> [Exercise instructions]:
Please repeat exactly the lines below from the one containing "of the roof" down to the one containing "of the wooden", both included, and nothing else.

> [Available records]:
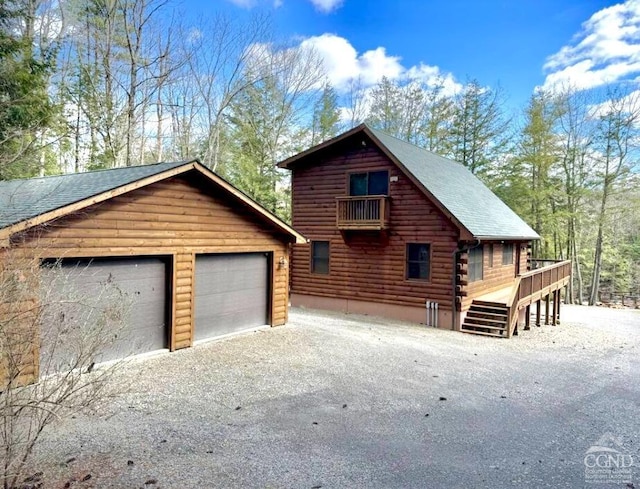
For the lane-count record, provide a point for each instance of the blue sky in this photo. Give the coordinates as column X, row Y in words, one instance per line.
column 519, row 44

==

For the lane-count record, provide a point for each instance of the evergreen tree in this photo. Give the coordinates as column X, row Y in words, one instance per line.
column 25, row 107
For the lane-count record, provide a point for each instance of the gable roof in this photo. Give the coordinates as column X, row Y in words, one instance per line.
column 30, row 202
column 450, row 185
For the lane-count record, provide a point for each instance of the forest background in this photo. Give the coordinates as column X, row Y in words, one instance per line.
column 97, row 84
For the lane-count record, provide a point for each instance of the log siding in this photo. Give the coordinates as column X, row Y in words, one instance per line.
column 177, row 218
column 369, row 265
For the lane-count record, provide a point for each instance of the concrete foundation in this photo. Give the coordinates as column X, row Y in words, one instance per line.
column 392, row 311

* * *

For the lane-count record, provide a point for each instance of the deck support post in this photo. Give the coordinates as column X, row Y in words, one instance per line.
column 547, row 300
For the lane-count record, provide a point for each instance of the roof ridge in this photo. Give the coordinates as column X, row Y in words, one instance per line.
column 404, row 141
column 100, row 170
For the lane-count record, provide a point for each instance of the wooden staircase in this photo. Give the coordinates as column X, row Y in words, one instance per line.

> [Output below]:
For the lane-count record, provide a point for each instance of the roof ridge in this photo. Give the coordinates as column X, row Y in words, one instance per line.
column 404, row 141
column 100, row 170
For the lane-count record, provide a point for each instance of the wooden staircase in this photo. Give the coordinates as column X, row Y in words, one instance per line.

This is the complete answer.